In the court decision, rewrite the passage between "SZORX v MINISTER FOR IMMIGRATION &" and "with telephone interpreter.", inclusive, switching "PNG" to "Papua New Guinea".

### GIVEN TEXT
:::

SZORX v Minister for Immigration

Case

[2011] FMCA 110

23 February 2011


FEDERAL MAGISTRATES COURT OF AUSTRALIA

SZORX v MINISTER FOR IMMIGRATION & ANOR [2011] FMCA 110
MIGRATION – Review of RRT decision – applicant a citizen of PNG – Tribunal accepted that there was a real chance of serious harm due to ethnicity of the applicant but considered that it was reasonable to expect him to relocate – where Tribunal also took account of the applicant’s delay in filing his PVA – where some of the applicant’s claims amounted to mere disagreement with Tribunal’s findings – whether Tribunal erred by failing to consider claims in accordance with the Convention or by failing to request more information from the applicant – hearing by videolink with telephone interpreter.
Migration Act 1958, ss.91R, 414
Minister v RespondentsS152/2003
VCAK of 2002 v Minister for Immigration [2004] FCA 549
WAGJ of 2002 v Minister for Immigration [2002] FCAFC 277
Chan v Minister for Immigration (1989) 169 CLR 379
Applicant A v Minister for Immigration (1997) 190 CLR 225
Minister for Immigration v Ibrahim (2000) 204 CLR 1
Applicant: SZORX
First Respondent: MINISTER FOR IMMIGRATION & CITIZENSHIP
Second Respondent REFUGEE REVIEW TRIBUNAL
File Number: SYG 2280 of 2010
Judgment of: Raphael FM
Hearing date: 23 February 2011
Date of Last Submission: 23 February 2011
Delivered at: Sydney via videolink to Griffith
Delivered on: 23 February 2011

REPRESENTATION

For the Applicant: In person via videolink from Griffith
Solicitors for the Respondent: Sparke Helmore

ORDERS

  1. Application dismissed.

  2. Applicant to pay the First Respondent’s costs assessed in the sum of $4,300.00.

FEDERAL MAGISTRATES
COURT OF AUSTRALIA
AT SYDNEY

SYG 2280 of 2010

SZORX

Applicant

And

MINISTER FOR IMMIGRATION & CITIZENSHIP

First Respondent

REFUGEE REVIEW TRIBUNAL

Second Respondent

REASONS FOR JUDGMENT

  1. The applicant is a citizen of Papua New Guinea who arrived in Australia on 5 October 2007.  On 18 March 2010 the applicant applied for a protection (Class XA) visa.  On 24 June 2010 a delegate of the Minister refused to grant the applicant the visa and on 30 June 2010 the applicant applied for review of that decision from the Refugee Review Tribunal.  The applicant was given a hearing before the Tribunal and also wrote to it by way of a letter dated 5 August 2010 [CB 72-73] with some additional information [CB 74-75].  On 31 August 2010 the Tribunal determined to affirm the decision not to grant the protection visa and handed that decision down on 1 September 2010.

  2. The ground upon which the applicant claimed that he was a person to whom Australia owed protection obligations was the Convention ground of ethnicity.  He told, and the Tribunal accepted, that he was a member of the Kumdi Kundka and Akilka tribes.  He told that there was tribal warfare between the Kimbin Rami tribe and the Kumbu Maip tribe which has been going on in his home area in the West Highlands Province for some 10 years.  At one stage during the course of this fighting the Kimbin Rami tribe had destroyed the Kumbu Maip’s land and their village, so that this latter tribe sought refuge from the Kumdi Kundka tribe to which the applicant belonged.  This tribe lived in a neighbouring village and took in and sheltered the Kumbu Maip tribe.  The result of this act of charity was that the Kimbin Rami tribe commenced tribal warfare against the applicant’s tribe during the course of which the applicant’s father and two brothers were killed.  There was, not unexpectedly, some retaliation for these actions.  Eventually, the applicant moved his mother to a neighbouring tribe where he indicated she was safe but himself moved to Port Moresby.

:::

### ENTRIES
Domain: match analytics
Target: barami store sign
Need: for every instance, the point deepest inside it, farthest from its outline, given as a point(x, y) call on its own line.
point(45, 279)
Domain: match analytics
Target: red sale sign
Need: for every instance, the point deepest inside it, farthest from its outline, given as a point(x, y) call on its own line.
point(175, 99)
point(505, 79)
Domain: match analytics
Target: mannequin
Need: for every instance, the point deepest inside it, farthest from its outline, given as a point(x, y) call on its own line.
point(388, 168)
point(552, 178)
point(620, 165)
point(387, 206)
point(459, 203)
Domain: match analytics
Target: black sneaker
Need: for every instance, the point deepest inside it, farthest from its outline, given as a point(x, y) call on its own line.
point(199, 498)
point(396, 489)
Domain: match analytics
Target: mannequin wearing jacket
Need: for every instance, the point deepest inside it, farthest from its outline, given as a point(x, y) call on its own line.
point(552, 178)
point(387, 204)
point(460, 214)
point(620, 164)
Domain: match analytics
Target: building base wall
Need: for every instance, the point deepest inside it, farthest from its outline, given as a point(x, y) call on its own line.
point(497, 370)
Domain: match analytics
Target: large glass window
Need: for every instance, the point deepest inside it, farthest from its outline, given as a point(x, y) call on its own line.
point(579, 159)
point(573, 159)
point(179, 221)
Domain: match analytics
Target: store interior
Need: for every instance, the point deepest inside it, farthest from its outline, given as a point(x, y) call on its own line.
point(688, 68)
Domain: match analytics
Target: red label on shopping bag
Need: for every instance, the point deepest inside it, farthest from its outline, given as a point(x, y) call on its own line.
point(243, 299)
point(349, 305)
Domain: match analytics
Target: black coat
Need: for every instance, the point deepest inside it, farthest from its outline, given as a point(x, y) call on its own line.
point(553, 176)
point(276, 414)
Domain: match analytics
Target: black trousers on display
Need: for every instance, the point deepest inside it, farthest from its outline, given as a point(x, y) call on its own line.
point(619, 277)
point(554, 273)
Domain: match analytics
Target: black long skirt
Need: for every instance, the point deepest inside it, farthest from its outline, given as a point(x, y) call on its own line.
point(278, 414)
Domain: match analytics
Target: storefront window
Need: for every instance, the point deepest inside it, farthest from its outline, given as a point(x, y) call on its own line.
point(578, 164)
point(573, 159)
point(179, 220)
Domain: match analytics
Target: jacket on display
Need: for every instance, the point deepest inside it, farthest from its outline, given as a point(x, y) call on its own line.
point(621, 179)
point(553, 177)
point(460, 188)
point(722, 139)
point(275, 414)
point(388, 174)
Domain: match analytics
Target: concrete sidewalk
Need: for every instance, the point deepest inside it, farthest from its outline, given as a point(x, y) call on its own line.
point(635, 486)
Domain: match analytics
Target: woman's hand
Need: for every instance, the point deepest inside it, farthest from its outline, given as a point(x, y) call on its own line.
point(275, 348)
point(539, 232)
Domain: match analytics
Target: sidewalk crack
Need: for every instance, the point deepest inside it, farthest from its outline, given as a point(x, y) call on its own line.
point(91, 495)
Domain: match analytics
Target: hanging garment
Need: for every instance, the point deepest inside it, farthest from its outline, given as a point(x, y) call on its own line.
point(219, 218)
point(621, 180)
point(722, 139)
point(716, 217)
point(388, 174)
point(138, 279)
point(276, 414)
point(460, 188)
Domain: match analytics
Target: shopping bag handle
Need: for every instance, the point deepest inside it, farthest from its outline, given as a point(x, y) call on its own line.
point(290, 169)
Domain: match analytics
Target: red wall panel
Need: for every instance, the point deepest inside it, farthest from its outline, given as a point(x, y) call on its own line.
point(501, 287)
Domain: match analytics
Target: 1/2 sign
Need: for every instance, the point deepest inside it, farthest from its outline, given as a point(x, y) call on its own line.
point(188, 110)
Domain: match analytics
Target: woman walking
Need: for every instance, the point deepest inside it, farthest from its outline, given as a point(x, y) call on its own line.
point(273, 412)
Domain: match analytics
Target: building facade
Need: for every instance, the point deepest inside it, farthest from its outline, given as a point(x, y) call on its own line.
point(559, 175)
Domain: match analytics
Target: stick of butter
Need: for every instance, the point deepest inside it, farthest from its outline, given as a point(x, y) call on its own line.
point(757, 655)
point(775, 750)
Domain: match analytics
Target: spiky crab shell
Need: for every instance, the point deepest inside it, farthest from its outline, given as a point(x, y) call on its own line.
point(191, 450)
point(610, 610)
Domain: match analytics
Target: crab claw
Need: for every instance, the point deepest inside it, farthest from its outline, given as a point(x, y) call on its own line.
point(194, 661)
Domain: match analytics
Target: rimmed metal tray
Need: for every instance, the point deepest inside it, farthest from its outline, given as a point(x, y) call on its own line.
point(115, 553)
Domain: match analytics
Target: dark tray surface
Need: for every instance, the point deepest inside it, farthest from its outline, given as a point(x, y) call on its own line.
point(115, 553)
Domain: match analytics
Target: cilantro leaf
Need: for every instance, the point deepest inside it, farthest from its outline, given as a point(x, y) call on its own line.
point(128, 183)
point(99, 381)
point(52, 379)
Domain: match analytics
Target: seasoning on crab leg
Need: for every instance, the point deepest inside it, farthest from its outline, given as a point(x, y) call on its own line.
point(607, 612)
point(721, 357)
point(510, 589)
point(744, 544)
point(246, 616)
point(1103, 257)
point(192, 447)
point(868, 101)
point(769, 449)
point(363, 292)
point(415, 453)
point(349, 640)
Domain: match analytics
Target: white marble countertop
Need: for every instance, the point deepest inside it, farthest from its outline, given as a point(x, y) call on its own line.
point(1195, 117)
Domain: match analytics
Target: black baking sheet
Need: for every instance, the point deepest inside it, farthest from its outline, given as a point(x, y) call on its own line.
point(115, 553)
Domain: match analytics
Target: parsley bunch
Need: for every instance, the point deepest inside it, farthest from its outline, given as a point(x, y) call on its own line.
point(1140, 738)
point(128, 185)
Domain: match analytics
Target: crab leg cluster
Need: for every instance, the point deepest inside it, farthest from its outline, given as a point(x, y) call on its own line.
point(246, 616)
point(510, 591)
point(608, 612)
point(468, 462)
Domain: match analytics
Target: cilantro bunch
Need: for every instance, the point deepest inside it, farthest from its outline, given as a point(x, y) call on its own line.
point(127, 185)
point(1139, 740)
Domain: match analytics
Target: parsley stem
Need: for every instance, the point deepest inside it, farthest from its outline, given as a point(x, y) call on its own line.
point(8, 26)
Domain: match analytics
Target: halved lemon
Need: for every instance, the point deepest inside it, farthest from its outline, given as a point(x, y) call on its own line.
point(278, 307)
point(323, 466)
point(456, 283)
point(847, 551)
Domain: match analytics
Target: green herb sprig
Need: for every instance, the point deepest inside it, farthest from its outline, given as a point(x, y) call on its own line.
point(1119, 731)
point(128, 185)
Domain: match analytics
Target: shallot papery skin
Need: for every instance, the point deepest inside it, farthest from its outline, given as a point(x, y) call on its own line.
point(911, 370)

:::

### WRITTEN ANSWER
SZORX v MINISTER FOR IMMIGRATION & ANOR [2011] FMCA 110
MIGRATION – Review of RRT decision – applicant a citizen of Papua New Guinea – Tribunal accepted that there was a real chance of serious harm due to ethnicity of the applicant but considered that it was reasonable to expect him to relocate – where Tribunal also took account of the applicant’s delay in filing his PVA – where some of the applicant’s claims amounted to mere disagreement with Tribunal’s findings – whether Tribunal erred by failing to consider claims in accordance with the Convention or by failing to request more information from the applicant – hearing by videolink with telephone interpreter.